"Tout en haut du champ de lavandes, derrière l'immense marronnier qui l'abrite du soleil en été, voici la maison de Robert Morel. Le grand vitrage est celui de son bureau."

Le Jas

« Sur le chemin qui conduit au Jas du Revest-Saint-Martin, il me semble toujours que va paraître sa silhouette bleue P.T.T. sur le bleu de Provence du ciel. Et il y aura du bleu dans ses yeux, des éclats de soleil aux verres de ses grosses lunettes rondes, qui lui font un regard un peu triste. Le facteur Jules Mougin a des cheveux un peu longs qui débordent de son képi bleu P.T.T. C’est qu’il n’a guère de temps. Lui, c’est au Revest des Brousses qu’il est facteur. Pour sa tournée, il suit un chemin pareil à celui du Jas, mais qui monte davantage. « Le vieux chemin de Vachères s’accroche à la pente du plateau, quand, dans un suprême effort, il parvient au ras du ciel, le Revest des Brousses n’est plus qu’un jeu de construction. »
Mais du Revest des Brousses au Revest-Saint-Martin la route est différente ; et le courrier du facteur est le sien. Un poème . Deux vers peut-être tels ces deux-ci :


Décrochez dont le soleil du portemanteau.
J’ai bien envie de le mettre sur ma tête


Car au cœur de la Provence, un homme édite les poèmes du facteur. Tout le monde s’étonne de cela, sauf le facteur qui ne s’étonne de rien. Il est bien au-dessus de tout cela, le facteur du Revest de Brousses ! Il met un pied devant l’autre dans la poussière du chemin, et il y a comme un léger nuage de lumière qui monte de la terre, derrière lui, et qui va poudrer les touffes de lavande. Et, derrière lui, il y a aussi des mots qui sonnent étrangement ; étrangement pour celui qui n’a jamais mis les pieds ici. Le facteur chantonne :


Le comptable du ciel
A beau compter et recompter
Il lui manque toujours une étoile.
C’est le facteur rural
Qui l’a retrouvée
Entre la Chaussée d’Antin
Et le Revest de Brousses.
Je vous prie d’en aviser
Le Préfet de Police.


Il chantonne et il s’éloigne. Il a remis son poème à l’homme du Jas, et son poème est sous un toit de loses, entre des murs comme il les aime. Des murs en fête. Car, au Jas, le facteur l’a vu, tout est lié : « Pierres, arbres, racines d’arbres et maison. On remarque le toit et davantage la cheminée du toit. Deux arbres gardiens battent la mesure. La lumière saute. Tout suit. Un rythme oblique, du ciel à la terre ».

### À faire
**a.** Dans le texte sur le Jas, dans quel village Jules Mougin est-il facteur ?
**b.** Transcrivez, dans le texte sur le Jas, le passage qui va de « Décrochez dont le » jusqu'à « toujours une étoile. ».
Les enregistrements forment un matériau indépendant du texte sur le Jas.

### Lignes enregistrées
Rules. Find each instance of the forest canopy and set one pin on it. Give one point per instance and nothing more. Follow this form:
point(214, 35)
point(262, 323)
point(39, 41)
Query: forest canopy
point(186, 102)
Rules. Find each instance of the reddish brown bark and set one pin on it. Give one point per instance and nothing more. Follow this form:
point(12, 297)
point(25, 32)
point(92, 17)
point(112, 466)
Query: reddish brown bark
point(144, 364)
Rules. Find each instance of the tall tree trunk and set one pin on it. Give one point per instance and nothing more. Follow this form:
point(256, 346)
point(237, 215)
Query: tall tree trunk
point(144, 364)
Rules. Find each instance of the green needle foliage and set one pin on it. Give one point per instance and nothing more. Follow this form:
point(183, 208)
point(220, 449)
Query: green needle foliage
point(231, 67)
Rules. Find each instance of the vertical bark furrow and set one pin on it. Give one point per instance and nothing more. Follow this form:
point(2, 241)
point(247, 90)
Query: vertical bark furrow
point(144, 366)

--

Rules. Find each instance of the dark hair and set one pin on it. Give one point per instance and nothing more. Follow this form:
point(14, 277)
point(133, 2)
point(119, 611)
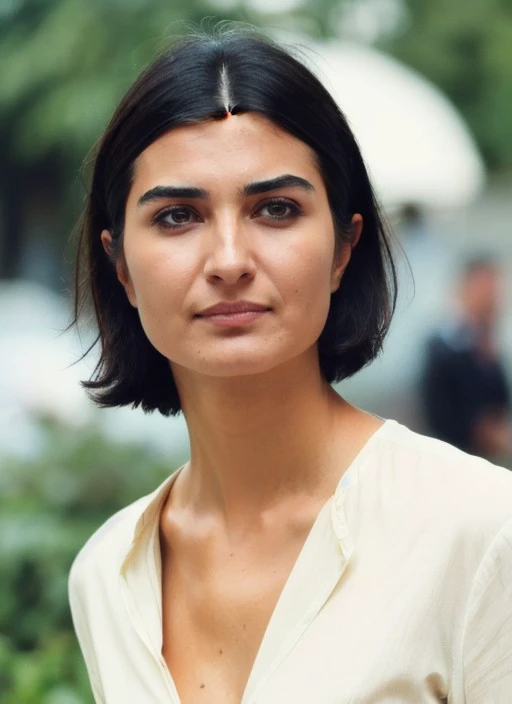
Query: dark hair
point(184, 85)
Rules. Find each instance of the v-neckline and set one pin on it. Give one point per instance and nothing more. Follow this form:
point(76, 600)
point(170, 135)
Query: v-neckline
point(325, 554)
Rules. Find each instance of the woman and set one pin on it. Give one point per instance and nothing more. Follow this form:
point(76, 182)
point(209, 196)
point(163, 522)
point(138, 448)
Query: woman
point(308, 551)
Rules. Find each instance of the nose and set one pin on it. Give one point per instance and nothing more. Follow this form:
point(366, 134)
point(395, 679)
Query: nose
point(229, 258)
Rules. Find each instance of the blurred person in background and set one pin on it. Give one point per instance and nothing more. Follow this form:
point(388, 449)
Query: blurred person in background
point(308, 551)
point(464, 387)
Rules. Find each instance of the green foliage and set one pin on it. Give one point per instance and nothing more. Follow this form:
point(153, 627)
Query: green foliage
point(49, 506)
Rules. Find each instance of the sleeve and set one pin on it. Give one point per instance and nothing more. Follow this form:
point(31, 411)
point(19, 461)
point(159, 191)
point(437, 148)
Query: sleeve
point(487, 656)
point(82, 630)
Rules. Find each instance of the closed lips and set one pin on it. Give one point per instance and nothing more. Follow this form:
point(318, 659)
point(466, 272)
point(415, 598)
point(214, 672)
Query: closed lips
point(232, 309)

### Réponses attendues
**a.** Au Revest des Brousses.

**b.**
Décrochez dont le soleil du portemanteau.
J’ai bien envie de le mettre sur ma tête


Car au cœur de la Provence, un homme édite les poèmes du facteur. Tout le monde s’étonne de cela, sauf le facteur qui ne s’étonne de rien. Il est bien au-dessus de tout cela, le facteur du Revest de Brousses ! Il met un pied devant l’autre dans la poussière du chemin, et il y a comme un léger nuage de lumière qui monte de la terre, derrière lui, et qui va poudrer les touffes de lavande. Et, derrière lui, il y a aussi des mots qui sonnent étrangement ; étrangement pour celui qui n’a jamais mis les pieds ici. Le facteur chantonne :


Le comptable du ciel
A beau compter et recompter
Il lui manque toujours une étoile.